--- Start ---

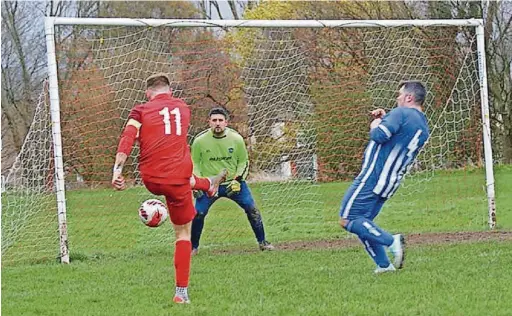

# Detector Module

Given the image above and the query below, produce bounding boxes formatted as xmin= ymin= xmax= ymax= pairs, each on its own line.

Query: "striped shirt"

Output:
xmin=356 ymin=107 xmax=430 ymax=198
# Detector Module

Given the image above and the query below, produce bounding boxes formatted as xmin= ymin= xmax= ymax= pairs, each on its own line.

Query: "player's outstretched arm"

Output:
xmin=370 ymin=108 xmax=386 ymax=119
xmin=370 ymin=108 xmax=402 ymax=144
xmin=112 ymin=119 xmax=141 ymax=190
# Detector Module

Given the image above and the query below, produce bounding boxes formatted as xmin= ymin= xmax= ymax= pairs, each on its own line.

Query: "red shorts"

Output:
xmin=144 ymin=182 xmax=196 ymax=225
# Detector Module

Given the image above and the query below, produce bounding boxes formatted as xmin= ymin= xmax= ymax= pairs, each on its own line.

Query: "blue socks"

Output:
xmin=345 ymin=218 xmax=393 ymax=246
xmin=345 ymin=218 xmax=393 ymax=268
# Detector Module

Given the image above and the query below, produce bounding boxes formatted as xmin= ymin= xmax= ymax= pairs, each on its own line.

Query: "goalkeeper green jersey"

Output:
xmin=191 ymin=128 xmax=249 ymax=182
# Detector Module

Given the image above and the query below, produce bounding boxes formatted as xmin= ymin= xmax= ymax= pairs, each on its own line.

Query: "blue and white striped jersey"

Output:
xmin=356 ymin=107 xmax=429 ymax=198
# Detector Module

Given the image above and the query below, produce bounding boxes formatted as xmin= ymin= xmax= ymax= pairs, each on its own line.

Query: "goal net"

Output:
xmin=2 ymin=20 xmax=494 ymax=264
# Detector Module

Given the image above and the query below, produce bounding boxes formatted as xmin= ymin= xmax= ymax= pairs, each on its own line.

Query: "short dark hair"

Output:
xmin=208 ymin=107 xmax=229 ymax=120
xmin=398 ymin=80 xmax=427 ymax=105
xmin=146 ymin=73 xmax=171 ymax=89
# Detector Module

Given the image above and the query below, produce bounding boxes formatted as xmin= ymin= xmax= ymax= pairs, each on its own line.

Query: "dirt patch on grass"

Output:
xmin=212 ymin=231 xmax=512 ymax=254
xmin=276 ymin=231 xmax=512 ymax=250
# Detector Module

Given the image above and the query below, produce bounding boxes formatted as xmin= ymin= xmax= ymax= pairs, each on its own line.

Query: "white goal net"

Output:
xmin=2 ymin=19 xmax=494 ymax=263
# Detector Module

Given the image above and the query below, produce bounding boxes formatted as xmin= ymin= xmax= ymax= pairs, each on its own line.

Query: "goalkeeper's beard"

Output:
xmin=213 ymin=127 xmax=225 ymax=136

--- End ---
--- Start ---

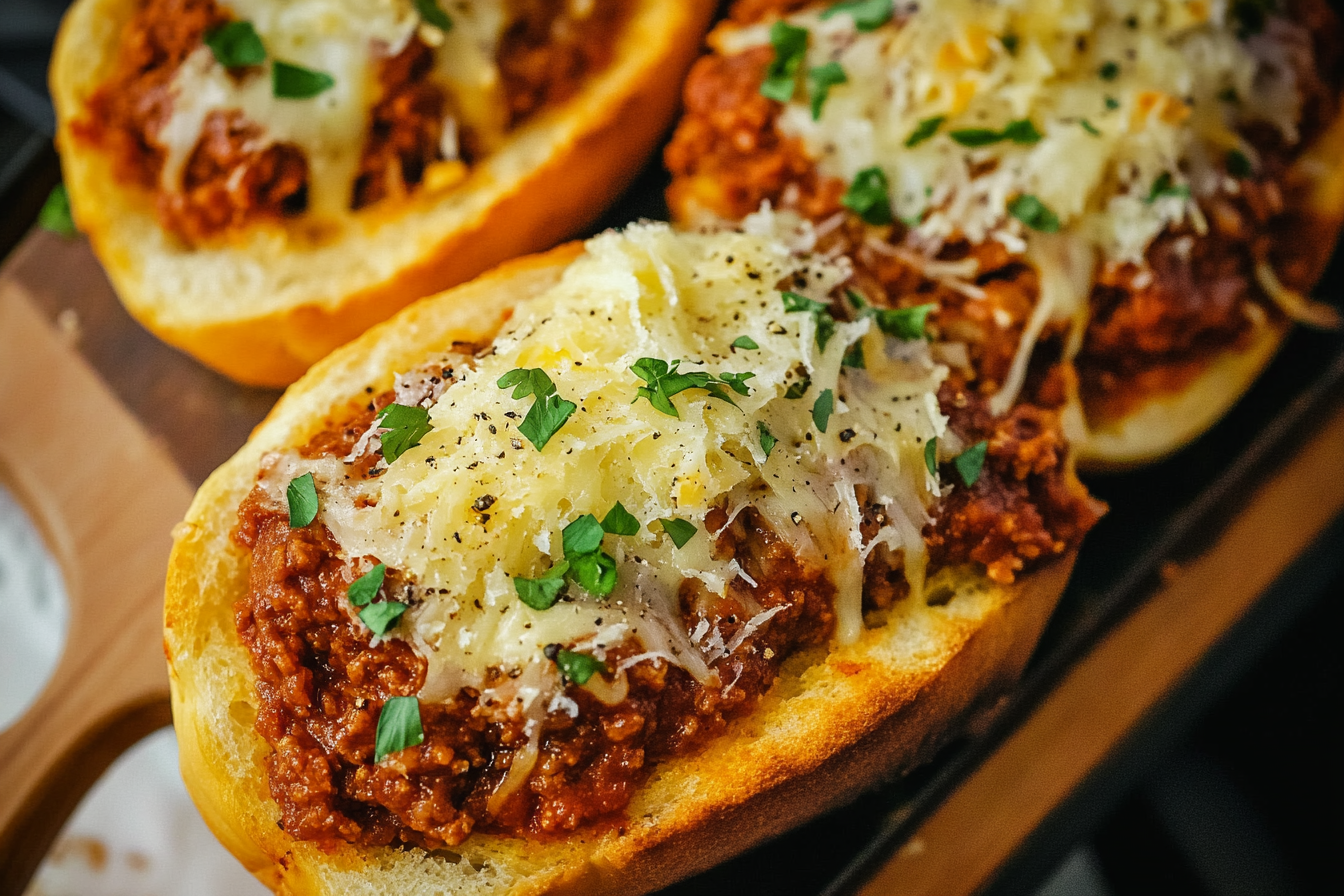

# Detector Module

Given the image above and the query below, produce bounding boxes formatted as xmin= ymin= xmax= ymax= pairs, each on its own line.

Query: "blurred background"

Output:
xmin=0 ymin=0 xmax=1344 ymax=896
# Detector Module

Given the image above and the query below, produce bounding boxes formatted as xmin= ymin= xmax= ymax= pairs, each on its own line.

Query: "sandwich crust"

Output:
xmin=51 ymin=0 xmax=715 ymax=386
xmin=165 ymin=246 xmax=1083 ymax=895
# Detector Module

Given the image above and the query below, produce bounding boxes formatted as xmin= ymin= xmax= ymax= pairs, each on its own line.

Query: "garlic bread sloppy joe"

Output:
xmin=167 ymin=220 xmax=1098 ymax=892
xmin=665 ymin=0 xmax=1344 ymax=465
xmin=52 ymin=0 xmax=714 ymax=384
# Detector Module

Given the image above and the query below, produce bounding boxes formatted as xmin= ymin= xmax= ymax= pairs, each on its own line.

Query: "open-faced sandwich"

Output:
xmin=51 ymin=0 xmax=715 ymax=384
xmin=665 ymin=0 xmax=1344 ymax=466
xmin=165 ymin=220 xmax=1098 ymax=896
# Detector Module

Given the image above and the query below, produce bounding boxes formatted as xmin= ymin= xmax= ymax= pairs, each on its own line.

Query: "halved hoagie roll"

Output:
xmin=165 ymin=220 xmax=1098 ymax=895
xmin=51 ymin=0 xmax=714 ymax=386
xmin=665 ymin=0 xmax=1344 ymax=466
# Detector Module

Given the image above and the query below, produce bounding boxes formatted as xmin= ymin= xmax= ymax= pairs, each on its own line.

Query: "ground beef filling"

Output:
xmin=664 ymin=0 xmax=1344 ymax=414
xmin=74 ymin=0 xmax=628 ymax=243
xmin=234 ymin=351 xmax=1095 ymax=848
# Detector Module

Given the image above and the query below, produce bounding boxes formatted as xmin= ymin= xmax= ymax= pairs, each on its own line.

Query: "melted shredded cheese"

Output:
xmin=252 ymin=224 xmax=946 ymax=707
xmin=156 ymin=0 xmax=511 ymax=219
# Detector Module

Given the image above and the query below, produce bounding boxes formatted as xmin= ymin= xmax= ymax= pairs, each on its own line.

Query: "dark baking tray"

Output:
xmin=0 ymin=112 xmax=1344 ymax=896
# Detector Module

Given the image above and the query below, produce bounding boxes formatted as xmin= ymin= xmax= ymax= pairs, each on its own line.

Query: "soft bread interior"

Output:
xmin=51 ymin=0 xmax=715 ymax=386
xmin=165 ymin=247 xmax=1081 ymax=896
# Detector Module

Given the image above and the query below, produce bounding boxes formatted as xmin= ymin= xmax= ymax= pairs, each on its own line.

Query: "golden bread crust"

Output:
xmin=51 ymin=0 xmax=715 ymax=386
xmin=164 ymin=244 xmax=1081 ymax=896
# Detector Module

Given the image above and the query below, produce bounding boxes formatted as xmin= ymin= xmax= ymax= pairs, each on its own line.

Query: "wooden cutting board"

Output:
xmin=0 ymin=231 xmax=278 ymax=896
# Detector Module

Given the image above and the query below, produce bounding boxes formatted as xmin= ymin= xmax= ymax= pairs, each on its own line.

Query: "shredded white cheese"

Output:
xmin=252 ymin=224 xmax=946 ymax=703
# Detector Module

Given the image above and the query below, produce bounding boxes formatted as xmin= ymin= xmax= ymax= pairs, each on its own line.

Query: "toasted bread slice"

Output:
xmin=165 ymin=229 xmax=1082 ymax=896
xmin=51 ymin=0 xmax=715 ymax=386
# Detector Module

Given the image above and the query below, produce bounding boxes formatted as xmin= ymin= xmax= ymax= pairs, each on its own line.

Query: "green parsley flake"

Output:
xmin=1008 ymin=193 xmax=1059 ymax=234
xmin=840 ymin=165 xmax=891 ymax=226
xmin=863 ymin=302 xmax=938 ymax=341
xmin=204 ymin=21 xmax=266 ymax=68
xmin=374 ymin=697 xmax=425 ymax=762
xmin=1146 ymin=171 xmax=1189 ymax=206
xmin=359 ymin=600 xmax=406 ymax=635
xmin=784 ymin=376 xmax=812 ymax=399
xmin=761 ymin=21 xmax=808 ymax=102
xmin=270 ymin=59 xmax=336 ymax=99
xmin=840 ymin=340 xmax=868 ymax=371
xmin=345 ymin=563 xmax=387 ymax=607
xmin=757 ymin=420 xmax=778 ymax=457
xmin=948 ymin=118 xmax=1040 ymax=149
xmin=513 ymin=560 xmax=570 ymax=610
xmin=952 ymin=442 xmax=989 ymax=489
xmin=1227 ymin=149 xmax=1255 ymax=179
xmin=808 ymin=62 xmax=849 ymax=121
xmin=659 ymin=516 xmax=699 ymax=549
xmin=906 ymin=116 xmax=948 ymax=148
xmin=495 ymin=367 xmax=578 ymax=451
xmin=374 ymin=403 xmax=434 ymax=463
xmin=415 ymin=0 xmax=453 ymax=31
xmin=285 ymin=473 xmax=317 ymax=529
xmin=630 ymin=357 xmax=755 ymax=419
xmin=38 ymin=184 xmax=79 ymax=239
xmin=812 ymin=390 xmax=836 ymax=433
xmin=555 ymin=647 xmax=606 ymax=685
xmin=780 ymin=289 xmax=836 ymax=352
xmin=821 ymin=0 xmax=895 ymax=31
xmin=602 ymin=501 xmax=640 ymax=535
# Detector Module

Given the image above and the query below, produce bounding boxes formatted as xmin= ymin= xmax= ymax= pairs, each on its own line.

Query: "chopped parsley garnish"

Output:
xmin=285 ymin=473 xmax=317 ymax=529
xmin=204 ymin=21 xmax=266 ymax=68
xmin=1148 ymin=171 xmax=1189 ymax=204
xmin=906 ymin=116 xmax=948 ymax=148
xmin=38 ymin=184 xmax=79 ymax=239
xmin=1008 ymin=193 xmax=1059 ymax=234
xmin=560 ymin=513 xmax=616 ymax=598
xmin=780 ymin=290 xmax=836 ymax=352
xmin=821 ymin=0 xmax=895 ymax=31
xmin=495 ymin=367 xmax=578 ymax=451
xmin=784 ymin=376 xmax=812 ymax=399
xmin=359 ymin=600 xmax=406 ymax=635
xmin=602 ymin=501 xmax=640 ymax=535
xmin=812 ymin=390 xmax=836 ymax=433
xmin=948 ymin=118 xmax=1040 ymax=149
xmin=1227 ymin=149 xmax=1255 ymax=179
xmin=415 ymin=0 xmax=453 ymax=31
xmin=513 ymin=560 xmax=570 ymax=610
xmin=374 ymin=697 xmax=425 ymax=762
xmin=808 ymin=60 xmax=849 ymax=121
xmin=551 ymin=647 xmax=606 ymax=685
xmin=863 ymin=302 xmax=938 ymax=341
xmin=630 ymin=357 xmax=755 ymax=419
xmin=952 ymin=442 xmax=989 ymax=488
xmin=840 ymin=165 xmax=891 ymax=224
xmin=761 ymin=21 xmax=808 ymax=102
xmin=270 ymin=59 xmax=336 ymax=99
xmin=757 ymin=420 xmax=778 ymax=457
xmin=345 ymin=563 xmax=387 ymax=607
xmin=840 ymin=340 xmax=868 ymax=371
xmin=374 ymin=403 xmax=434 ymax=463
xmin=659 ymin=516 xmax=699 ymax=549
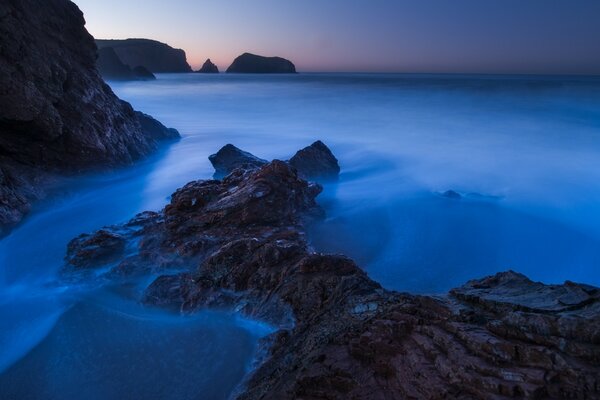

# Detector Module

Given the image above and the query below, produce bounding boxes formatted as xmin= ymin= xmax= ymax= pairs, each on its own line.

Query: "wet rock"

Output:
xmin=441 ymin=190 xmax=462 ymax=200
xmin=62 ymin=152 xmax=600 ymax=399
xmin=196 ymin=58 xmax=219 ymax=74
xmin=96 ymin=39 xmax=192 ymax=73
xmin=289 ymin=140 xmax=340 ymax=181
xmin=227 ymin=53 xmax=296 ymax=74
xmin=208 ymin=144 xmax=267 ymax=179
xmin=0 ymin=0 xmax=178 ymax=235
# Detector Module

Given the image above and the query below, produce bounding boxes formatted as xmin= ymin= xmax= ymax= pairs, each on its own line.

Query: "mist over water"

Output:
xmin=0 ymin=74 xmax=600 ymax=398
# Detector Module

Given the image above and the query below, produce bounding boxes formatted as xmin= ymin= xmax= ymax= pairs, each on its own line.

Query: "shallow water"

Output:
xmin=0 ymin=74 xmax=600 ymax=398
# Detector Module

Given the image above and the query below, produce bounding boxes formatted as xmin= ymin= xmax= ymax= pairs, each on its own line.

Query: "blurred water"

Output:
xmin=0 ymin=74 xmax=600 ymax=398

--- End ---

» **Exercise goal**:
Pull from the listing above every line that contains the word "blue", and copy each one without changes.

» **Output for this task**:
Query: "blue socks"
Query: "blue and white striped jersey"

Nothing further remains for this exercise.